* **Problem requirements**:
Repeat every line of the material, character for character.

[Dataset entries]
(begin)

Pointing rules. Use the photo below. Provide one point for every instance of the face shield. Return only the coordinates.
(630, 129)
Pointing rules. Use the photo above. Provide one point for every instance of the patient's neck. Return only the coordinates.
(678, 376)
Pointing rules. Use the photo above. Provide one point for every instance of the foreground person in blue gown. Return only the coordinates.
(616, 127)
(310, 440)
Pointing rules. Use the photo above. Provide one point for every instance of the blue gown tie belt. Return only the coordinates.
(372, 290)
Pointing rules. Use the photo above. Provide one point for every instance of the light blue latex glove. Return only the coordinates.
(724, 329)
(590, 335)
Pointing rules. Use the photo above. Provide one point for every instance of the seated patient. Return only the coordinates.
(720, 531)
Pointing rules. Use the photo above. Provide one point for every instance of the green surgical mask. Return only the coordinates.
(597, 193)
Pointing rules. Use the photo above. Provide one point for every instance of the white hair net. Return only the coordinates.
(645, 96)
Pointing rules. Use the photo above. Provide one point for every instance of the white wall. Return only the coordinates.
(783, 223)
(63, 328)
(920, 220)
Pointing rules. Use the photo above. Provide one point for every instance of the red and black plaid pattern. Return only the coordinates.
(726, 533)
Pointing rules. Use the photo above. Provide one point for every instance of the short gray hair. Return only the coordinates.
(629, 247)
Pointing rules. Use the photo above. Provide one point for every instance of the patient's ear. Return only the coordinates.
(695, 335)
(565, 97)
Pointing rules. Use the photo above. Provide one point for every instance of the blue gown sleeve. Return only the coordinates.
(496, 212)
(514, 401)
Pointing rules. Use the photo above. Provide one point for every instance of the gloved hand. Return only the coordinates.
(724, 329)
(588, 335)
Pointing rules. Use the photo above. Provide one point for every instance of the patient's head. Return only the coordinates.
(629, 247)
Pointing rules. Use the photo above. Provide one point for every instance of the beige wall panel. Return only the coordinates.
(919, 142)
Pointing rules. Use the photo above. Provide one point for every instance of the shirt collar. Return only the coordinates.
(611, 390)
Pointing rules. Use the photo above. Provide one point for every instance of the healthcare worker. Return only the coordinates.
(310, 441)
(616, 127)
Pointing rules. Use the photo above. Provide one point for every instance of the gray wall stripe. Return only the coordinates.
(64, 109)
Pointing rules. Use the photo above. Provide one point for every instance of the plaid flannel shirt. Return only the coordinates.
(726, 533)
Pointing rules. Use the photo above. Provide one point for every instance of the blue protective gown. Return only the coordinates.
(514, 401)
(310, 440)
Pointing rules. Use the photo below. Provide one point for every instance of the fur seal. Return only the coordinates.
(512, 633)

(end)

* **Result**:
Pointing rules. Use the photo below. Provide one point for every instance of the face shield. Return only the coordinates.
(630, 129)
Pointing rules. Use the photo above. Provide one point for every instance of the patient's neck. Return only the coordinates.
(678, 376)
Pointing rules. Use the photo above. Provide one point for every instance of the foreground person in blue gown. Return only the coordinates.
(616, 127)
(310, 440)
Pointing rules. Use the photo above. Provide one point for every instance of the blue gown tie belt. Return only the coordinates.
(372, 290)
Pointing rules. Use the photo above. Provide one point for every instance of the light blue latex glove. Return only the coordinates.
(724, 329)
(590, 335)
Pointing rules. Use the photo above. Provide one point for every instance of the seated patient. Return only the coordinates.
(720, 531)
Pointing rules. Use the photo above. Provide one point for every instance of the green surgical mask. Return only the coordinates.
(597, 193)
Pointing rules. Use the photo above. Provide one point for every instance of the white hair net. Return only the coordinates.
(645, 96)
Pointing rules. Use the photo above. Provide one point for every instance of the white wall. Return only the coordinates.
(783, 223)
(63, 328)
(920, 220)
Pointing rules. Use the photo above. Provide one point for every instance of the red and black plaid pattern. Return only the coordinates.
(726, 533)
Pointing rules. Use the photo above. Provide one point for every instance of the short gray hair. Return only the coordinates.
(629, 247)
Pointing rules. Use the photo above. Provide one point for every instance of the patient's ear. Return only the coordinates.
(695, 335)
(565, 97)
Pointing rules. Use the photo above. Provide one point for every instance of the blue gown sleeve. Return only the coordinates.
(496, 212)
(514, 401)
Pointing rules. Use the photo above. Provide one point for every instance of the gloved hand. Return only the coordinates.
(724, 329)
(588, 335)
Pointing rules. Use the photo above. Provide one point for every instance of the patient's head. Return only the coordinates.
(629, 247)
Pointing rules. Use the photo above. Provide one point for every instance of the beige wall panel. Return only the coordinates.
(919, 142)
Pointing rules. Use the photo above. Provide one point for every instance of the shirt collar. Return only the coordinates.
(611, 390)
Pointing rules. Use the photo above. Provide one point for every instance of the healthcare worker. Return only the coordinates.
(310, 441)
(616, 127)
Pointing rules. Use the photo above. Provide one point for every instance of the gray wall stripe. Return only the coordinates.
(64, 109)
Pointing rules. Use the photo above. Provide one point for every instance of the plaid flannel shirt. Return only the coordinates.
(726, 533)
Pointing rules. Use the photo above. Provide one point for every instance of the blue protective gown. Return only the coordinates.
(514, 401)
(310, 440)
Pointing rules. Use the photo below. Provide one point for every instance of the fur seal. Return only the coordinates.
(512, 633)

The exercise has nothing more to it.